Print the lines of the material verbatim, beginning with the line that contains "of the rearview" and going on through the end of the material, with both ends included.

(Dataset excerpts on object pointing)
****
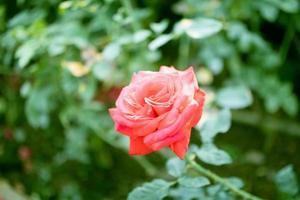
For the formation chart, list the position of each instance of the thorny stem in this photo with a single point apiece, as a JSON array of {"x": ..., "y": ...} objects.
[{"x": 216, "y": 178}]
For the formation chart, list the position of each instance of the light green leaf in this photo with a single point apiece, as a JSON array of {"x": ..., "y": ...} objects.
[
  {"x": 159, "y": 27},
  {"x": 187, "y": 193},
  {"x": 237, "y": 182},
  {"x": 290, "y": 6},
  {"x": 160, "y": 41},
  {"x": 102, "y": 71},
  {"x": 200, "y": 28},
  {"x": 234, "y": 97},
  {"x": 141, "y": 36},
  {"x": 157, "y": 189},
  {"x": 26, "y": 52},
  {"x": 175, "y": 167},
  {"x": 111, "y": 51},
  {"x": 210, "y": 154},
  {"x": 286, "y": 180},
  {"x": 217, "y": 122},
  {"x": 193, "y": 181}
]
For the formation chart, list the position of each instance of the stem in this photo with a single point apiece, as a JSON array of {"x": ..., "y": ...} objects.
[
  {"x": 184, "y": 51},
  {"x": 284, "y": 49},
  {"x": 220, "y": 180},
  {"x": 129, "y": 10}
]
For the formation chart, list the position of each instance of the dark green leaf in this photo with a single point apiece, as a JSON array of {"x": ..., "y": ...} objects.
[{"x": 155, "y": 190}]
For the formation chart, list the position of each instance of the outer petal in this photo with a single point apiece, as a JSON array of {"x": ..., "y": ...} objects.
[
  {"x": 123, "y": 129},
  {"x": 167, "y": 141},
  {"x": 150, "y": 127},
  {"x": 117, "y": 116},
  {"x": 162, "y": 134},
  {"x": 167, "y": 69},
  {"x": 137, "y": 146},
  {"x": 180, "y": 147},
  {"x": 200, "y": 98}
]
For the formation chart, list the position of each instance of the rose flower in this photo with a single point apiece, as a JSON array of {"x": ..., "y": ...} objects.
[{"x": 158, "y": 109}]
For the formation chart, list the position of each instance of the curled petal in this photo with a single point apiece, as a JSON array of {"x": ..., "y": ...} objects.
[
  {"x": 123, "y": 129},
  {"x": 167, "y": 141},
  {"x": 137, "y": 146},
  {"x": 200, "y": 98},
  {"x": 162, "y": 134},
  {"x": 118, "y": 117}
]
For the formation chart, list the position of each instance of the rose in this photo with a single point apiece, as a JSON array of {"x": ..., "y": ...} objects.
[{"x": 158, "y": 109}]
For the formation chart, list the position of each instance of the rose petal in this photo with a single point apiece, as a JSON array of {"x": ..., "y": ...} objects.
[
  {"x": 167, "y": 69},
  {"x": 123, "y": 129},
  {"x": 200, "y": 98},
  {"x": 161, "y": 134},
  {"x": 118, "y": 117},
  {"x": 137, "y": 147},
  {"x": 151, "y": 126}
]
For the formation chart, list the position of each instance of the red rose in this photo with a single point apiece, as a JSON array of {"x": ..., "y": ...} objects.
[{"x": 158, "y": 109}]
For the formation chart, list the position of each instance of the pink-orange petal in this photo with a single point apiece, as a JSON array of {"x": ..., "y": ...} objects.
[{"x": 137, "y": 146}]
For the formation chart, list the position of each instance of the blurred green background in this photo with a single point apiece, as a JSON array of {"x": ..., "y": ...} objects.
[{"x": 63, "y": 64}]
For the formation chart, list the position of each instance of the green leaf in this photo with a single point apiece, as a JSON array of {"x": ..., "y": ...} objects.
[
  {"x": 26, "y": 52},
  {"x": 111, "y": 51},
  {"x": 217, "y": 122},
  {"x": 175, "y": 167},
  {"x": 286, "y": 180},
  {"x": 210, "y": 154},
  {"x": 159, "y": 27},
  {"x": 8, "y": 192},
  {"x": 289, "y": 6},
  {"x": 159, "y": 41},
  {"x": 193, "y": 181},
  {"x": 102, "y": 71},
  {"x": 155, "y": 190},
  {"x": 198, "y": 28},
  {"x": 237, "y": 182},
  {"x": 234, "y": 97},
  {"x": 187, "y": 193}
]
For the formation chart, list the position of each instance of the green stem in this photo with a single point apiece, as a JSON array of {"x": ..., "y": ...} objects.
[
  {"x": 216, "y": 178},
  {"x": 284, "y": 49},
  {"x": 184, "y": 51},
  {"x": 129, "y": 10}
]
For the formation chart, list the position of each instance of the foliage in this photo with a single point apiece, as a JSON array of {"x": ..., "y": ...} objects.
[{"x": 62, "y": 64}]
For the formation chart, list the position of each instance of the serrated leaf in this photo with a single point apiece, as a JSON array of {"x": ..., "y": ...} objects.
[
  {"x": 155, "y": 190},
  {"x": 26, "y": 52},
  {"x": 237, "y": 182},
  {"x": 187, "y": 193},
  {"x": 111, "y": 51},
  {"x": 286, "y": 180},
  {"x": 216, "y": 122},
  {"x": 159, "y": 41},
  {"x": 193, "y": 181},
  {"x": 175, "y": 167},
  {"x": 234, "y": 97},
  {"x": 210, "y": 154},
  {"x": 159, "y": 27}
]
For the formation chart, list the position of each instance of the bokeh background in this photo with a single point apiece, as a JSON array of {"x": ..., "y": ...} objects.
[{"x": 63, "y": 64}]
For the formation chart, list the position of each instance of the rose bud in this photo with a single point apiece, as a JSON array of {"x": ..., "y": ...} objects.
[{"x": 158, "y": 109}]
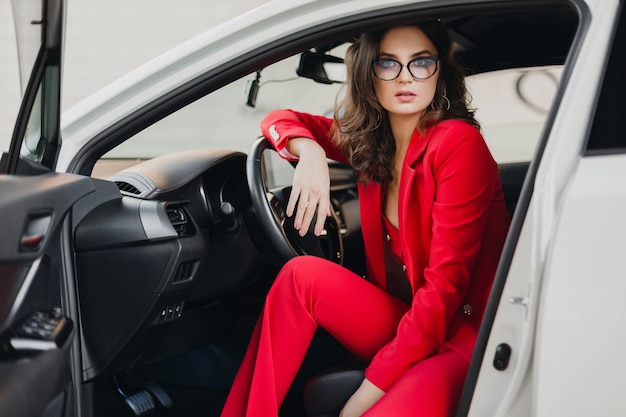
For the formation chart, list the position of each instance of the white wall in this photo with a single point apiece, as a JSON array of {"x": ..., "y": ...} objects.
[{"x": 106, "y": 39}]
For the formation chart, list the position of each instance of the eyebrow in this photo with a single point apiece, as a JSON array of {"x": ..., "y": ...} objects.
[{"x": 415, "y": 55}]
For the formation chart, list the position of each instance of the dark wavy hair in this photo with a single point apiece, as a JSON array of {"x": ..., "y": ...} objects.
[{"x": 362, "y": 126}]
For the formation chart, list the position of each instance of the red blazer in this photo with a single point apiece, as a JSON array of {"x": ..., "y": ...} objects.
[{"x": 452, "y": 221}]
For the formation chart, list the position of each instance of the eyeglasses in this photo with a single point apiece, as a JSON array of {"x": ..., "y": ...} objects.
[{"x": 421, "y": 68}]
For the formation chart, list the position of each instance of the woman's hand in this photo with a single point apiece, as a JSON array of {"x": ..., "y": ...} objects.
[
  {"x": 365, "y": 396},
  {"x": 310, "y": 193}
]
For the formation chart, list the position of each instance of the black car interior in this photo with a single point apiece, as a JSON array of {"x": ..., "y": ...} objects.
[{"x": 173, "y": 256}]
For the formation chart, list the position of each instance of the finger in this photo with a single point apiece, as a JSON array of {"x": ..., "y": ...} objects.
[
  {"x": 308, "y": 211},
  {"x": 301, "y": 208},
  {"x": 293, "y": 199},
  {"x": 323, "y": 212}
]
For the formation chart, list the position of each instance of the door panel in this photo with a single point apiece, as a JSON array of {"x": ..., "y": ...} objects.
[{"x": 35, "y": 335}]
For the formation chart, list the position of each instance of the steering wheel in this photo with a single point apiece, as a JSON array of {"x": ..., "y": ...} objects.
[{"x": 284, "y": 242}]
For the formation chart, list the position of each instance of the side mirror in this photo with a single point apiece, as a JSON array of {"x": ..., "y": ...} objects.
[{"x": 321, "y": 68}]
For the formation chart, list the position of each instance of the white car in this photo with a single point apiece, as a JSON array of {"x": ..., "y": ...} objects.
[{"x": 142, "y": 228}]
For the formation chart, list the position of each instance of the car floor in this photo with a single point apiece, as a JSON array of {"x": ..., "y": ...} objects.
[{"x": 197, "y": 382}]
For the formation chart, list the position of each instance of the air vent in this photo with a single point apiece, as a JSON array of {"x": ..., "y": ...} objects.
[
  {"x": 185, "y": 271},
  {"x": 127, "y": 188},
  {"x": 179, "y": 219}
]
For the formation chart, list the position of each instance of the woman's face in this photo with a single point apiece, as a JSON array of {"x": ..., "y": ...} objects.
[{"x": 404, "y": 95}]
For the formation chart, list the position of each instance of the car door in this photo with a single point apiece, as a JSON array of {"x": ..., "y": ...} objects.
[{"x": 35, "y": 334}]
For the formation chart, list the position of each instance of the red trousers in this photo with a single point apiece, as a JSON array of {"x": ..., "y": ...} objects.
[{"x": 311, "y": 292}]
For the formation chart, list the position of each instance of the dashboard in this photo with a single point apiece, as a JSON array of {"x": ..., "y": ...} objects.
[{"x": 158, "y": 253}]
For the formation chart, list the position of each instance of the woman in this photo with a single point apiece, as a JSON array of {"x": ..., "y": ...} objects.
[{"x": 433, "y": 220}]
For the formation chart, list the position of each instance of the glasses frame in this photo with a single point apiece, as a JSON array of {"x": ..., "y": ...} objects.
[{"x": 407, "y": 65}]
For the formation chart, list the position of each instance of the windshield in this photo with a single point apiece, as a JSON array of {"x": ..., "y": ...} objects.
[{"x": 27, "y": 17}]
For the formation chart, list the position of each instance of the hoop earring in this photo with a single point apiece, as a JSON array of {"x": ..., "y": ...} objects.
[{"x": 447, "y": 101}]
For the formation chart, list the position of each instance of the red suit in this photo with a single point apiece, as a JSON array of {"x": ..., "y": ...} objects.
[{"x": 452, "y": 226}]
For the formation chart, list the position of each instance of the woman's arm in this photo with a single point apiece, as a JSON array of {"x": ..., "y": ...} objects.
[
  {"x": 365, "y": 396},
  {"x": 308, "y": 139},
  {"x": 311, "y": 185}
]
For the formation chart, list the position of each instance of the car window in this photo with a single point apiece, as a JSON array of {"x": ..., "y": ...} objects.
[
  {"x": 222, "y": 119},
  {"x": 510, "y": 104}
]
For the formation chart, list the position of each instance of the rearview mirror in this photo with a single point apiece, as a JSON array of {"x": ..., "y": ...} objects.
[{"x": 321, "y": 68}]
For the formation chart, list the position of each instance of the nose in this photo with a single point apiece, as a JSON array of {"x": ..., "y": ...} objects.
[{"x": 405, "y": 75}]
****
* [PROBLEM SOLUTION]:
For the formation chart, list the position of each instance of the rearview mirror in this photo with a single point apiece, as a JSON array of {"x": ..., "y": ...} objects.
[{"x": 321, "y": 68}]
For the formation chart, list the position of each instance of the nose in this photo with a single point apiece, as a JSON array of {"x": ..., "y": ...} objects.
[{"x": 405, "y": 75}]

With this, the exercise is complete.